▸ PROBLEM A
Summarize the CVE-2020-0601 post in two sentences.

▸ SUPPLIED PASSAGE
Breaking down CVE-2020-0601, Microsofts’ cryptoAPI vulnerability

This week’s announcement of a major vulnerability in the Windows CryptoAPI (crypt32.dll) (CVE-2020-0601) component has generated a lot of buzz in security circles and has brought a variety of questions to our Research team. This post summarizes some of the information we’ve shared with customers over the last 72 hours. 

This still an actively evolving situation, and while a great deal of information is already available, Kenna Security continues to monitor the situation in the way we do with all highly public, highly severe vulnerabilities.

What is the CVE-2020-0601 vulnerability?

The original Microsoft release is a good source of information, as are the technical breakdowns which have been shared by independent researchers since the announcement. The vulnerability description provided by Microsoft is included here for posterity’s sake. 

This vulnerability affects all machines running 32- or 64-bit Windows 10 operating systems, including Windows Server versions 2016 and 2019. This vulnerability allows Elliptic Curve Cryptography (ECC) certificate validation to bypass the trust store, enabling unwanted or malicious software to masquerade as authentically signed by a trusted or trustworthy organization. 

The Microsoft Security Advisory for CVE-2020-0601 addresses this vulnerability by ensuring that Windows CryptoAPI completely validates ECC certificates.

Essentially, you can bypass certificate verification if you’re able to craft a certificate abusing the flaw. The flaw makes the certificate appears valid and the system accepts (with some caveats[1]). As an attacker, if you can get yourself in a position to serve a certificate (via web, or binary, or email etc), this is going to let you spoof identity and trust. It’s bad.

▸ PROBLEM B
Duplicate the entries starting at the line containing "target: arched window" and ending at the line containing "[107,122,447,272]", both lines included.

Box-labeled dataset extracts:
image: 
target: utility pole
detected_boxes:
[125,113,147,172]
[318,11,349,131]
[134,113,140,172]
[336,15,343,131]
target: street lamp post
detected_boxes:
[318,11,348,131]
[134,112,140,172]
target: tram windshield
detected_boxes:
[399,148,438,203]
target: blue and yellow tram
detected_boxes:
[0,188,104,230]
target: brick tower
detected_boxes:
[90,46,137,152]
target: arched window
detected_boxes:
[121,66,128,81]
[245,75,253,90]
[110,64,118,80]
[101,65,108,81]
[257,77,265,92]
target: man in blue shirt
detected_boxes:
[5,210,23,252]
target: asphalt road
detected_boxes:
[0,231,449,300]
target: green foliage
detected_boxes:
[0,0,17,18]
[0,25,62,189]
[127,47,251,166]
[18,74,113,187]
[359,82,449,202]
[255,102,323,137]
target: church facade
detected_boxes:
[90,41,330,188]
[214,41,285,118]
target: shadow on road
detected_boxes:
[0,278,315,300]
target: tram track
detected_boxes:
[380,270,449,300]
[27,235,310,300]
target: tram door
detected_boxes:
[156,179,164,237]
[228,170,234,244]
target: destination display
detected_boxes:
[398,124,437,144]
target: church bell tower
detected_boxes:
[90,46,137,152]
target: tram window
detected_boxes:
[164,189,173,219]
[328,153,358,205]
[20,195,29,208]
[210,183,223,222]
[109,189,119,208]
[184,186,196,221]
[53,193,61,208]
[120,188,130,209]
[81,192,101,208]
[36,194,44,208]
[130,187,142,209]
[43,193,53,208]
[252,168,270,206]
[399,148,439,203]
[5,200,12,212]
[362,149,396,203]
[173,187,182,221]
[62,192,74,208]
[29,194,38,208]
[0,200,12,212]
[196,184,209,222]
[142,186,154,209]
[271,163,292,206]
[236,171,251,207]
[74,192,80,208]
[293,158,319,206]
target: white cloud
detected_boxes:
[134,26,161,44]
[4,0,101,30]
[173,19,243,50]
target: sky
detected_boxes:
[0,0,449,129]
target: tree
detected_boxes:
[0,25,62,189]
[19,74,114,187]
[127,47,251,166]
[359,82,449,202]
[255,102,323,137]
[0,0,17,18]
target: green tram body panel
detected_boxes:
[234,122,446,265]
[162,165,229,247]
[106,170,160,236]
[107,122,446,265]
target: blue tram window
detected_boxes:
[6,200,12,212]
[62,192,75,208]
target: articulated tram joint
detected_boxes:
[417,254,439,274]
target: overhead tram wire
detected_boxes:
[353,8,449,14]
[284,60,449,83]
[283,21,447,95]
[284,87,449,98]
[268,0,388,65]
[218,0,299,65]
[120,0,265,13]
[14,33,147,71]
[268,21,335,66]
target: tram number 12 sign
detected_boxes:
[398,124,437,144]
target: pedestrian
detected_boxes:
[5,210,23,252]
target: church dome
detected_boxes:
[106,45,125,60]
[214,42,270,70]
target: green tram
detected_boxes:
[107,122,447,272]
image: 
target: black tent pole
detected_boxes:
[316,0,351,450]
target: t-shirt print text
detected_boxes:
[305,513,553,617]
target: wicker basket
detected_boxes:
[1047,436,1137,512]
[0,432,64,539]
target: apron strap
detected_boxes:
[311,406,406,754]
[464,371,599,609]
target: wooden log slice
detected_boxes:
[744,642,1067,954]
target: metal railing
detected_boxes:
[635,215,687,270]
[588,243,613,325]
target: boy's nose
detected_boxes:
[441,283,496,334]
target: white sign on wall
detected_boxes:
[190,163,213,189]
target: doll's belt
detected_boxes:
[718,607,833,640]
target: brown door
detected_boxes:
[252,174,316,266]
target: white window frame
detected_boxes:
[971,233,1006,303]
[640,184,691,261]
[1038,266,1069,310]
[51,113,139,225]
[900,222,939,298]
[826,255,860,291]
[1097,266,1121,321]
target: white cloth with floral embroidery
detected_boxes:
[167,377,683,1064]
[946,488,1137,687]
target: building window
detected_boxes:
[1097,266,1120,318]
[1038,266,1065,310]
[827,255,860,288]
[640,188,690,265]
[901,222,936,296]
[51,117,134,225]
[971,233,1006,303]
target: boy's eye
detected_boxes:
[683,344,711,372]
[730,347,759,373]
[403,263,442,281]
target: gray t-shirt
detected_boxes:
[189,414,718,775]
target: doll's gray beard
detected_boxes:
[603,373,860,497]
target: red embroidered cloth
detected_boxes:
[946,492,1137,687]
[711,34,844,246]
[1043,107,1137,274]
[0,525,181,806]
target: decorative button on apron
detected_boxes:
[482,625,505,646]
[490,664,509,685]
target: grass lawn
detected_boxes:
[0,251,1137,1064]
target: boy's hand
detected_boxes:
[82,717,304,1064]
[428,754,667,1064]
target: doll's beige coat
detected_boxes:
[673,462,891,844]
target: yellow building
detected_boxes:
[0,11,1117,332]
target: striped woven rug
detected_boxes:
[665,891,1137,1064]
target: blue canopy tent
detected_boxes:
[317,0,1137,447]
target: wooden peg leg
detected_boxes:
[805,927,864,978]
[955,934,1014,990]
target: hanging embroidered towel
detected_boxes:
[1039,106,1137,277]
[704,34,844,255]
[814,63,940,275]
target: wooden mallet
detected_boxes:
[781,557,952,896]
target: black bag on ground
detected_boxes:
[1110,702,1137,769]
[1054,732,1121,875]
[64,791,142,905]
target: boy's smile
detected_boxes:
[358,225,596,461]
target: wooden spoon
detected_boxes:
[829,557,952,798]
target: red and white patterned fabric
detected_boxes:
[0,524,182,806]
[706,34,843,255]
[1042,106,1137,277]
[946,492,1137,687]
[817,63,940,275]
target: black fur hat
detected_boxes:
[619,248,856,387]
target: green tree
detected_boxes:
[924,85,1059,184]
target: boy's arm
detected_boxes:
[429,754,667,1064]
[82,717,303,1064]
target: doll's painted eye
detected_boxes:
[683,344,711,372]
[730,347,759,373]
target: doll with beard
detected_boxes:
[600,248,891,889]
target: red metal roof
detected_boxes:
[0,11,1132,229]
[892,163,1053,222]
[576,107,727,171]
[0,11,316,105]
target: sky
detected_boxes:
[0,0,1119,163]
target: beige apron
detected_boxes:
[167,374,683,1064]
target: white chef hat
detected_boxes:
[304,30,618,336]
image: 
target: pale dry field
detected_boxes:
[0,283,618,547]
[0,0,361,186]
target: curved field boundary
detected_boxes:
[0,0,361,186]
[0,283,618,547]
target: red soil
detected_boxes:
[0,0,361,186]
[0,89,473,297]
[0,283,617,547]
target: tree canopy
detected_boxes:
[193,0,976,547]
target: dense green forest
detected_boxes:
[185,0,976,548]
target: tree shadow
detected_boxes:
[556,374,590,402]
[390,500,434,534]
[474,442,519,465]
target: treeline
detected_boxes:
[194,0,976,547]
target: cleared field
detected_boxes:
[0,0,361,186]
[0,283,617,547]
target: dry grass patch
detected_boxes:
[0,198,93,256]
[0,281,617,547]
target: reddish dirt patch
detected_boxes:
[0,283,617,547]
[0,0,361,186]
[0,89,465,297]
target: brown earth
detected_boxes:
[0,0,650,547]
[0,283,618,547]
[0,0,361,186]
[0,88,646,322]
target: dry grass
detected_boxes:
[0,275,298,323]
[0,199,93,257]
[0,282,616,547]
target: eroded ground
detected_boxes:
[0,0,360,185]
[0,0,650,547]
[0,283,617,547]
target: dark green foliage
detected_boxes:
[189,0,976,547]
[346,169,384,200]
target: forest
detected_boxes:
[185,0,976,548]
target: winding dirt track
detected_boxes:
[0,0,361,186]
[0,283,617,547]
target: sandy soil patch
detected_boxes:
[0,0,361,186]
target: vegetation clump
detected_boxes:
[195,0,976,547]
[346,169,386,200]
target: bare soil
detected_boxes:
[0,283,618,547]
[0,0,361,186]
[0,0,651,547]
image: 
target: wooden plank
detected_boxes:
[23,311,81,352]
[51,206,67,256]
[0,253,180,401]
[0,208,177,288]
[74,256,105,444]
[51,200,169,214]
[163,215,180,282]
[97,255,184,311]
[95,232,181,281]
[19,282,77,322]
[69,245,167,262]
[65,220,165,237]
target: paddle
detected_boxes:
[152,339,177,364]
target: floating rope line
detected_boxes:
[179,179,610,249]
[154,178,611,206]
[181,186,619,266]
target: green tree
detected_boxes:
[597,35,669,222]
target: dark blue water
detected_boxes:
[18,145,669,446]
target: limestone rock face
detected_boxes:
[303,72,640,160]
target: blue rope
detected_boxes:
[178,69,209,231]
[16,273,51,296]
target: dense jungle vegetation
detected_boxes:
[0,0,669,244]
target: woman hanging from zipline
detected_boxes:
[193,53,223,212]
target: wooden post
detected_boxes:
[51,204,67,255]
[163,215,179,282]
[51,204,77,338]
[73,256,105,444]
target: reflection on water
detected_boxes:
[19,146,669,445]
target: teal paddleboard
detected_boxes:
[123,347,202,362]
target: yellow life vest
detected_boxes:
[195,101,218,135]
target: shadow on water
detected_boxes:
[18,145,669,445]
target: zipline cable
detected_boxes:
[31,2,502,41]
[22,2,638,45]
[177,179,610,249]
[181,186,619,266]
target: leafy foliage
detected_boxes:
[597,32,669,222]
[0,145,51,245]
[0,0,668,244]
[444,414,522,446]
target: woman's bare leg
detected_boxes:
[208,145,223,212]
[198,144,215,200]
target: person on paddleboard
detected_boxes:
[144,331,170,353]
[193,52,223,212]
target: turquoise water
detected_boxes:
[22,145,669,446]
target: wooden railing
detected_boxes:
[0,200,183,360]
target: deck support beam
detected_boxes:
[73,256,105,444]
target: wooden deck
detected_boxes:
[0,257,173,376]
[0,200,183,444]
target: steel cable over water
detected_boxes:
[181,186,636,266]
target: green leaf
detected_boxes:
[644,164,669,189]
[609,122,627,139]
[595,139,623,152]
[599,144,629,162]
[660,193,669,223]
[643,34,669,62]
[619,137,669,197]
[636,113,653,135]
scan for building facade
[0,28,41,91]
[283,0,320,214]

▸ TASK SOLUTION A
CVE-2020-0601 is a flaw in the Windows CryptoAPI (crypt32.dll) that affects 32- and 64-bit Windows 10 machines, including Windows Server 2016 and 2019. It lets ECC certificate validation bypass the trust store, so an attacker who crafts and serves such a certificate can spoof identity and trust, and Microsoft's advisory fixes this by making CryptoAPI fully validate ECC certificates.

▸ TASK SOLUTION B
target: arched window
detected_boxes:
[121,66,128,81]
[245,75,253,90]
[110,64,118,80]
[101,65,108,81]
[257,77,265,92]
target: man in blue shirt
detected_boxes:
[5,210,23,252]
target: asphalt road
detected_boxes:
[0,231,449,300]
target: green foliage
detected_boxes:
[0,0,17,18]
[0,25,62,189]
[127,47,251,166]
[18,74,113,187]
[359,82,449,202]
[255,102,323,137]
target: church facade
detected_boxes:
[90,41,330,188]
[214,41,285,118]
target: shadow on road
detected_boxes:
[0,278,315,300]
target: tram track
detected_boxes:
[380,270,449,300]
[27,235,310,300]
target: tram door
detected_boxes:
[156,179,164,237]
[228,170,234,244]
target: destination display
detected_boxes:
[398,124,437,144]
target: church bell tower
detected_boxes:
[90,46,137,152]
target: tram window
detected_boxes:
[164,189,173,219]
[328,153,358,205]
[20,195,29,208]
[210,183,223,222]
[109,189,119,208]
[184,186,196,221]
[53,193,61,208]
[120,188,130,209]
[81,192,101,208]
[36,194,44,208]
[130,187,142,209]
[43,193,53,208]
[252,168,270,206]
[399,148,439,203]
[5,200,12,212]
[362,149,396,203]
[173,187,182,221]
[62,192,74,208]
[29,194,38,208]
[0,200,12,212]
[196,184,209,222]
[142,186,154,209]
[271,163,292,206]
[236,171,251,207]
[74,192,80,208]
[293,158,319,206]
target: white cloud
detected_boxes:
[134,26,161,44]
[4,0,101,30]
[173,19,243,50]
target: sky
detected_boxes:
[0,0,449,129]
target: tree
detected_boxes:
[0,25,62,189]
[19,74,114,187]
[127,47,251,166]
[359,82,449,202]
[255,102,323,137]
[0,0,17,18]
target: green tram body panel
detected_boxes:
[234,122,446,265]
[162,165,229,247]
[106,170,160,236]
[107,122,446,265]
target: blue tram window
detected_boxes:
[6,200,12,212]
[62,192,75,208]
target: articulated tram joint
detected_boxes:
[417,254,439,274]
target: overhead tram wire
detected_boxes:
[353,8,449,14]
[284,60,449,83]
[283,21,447,95]
[284,87,449,98]
[268,0,388,65]
[218,0,299,65]
[120,0,265,13]
[14,33,147,71]
[268,21,335,66]
target: tram number 12 sign
detected_boxes:
[398,124,437,144]
target: pedestrian
detected_boxes:
[5,210,23,252]
target: church dome
detected_boxes:
[106,45,125,60]
[214,42,270,70]
target: green tram
detected_boxes:
[107,122,447,272]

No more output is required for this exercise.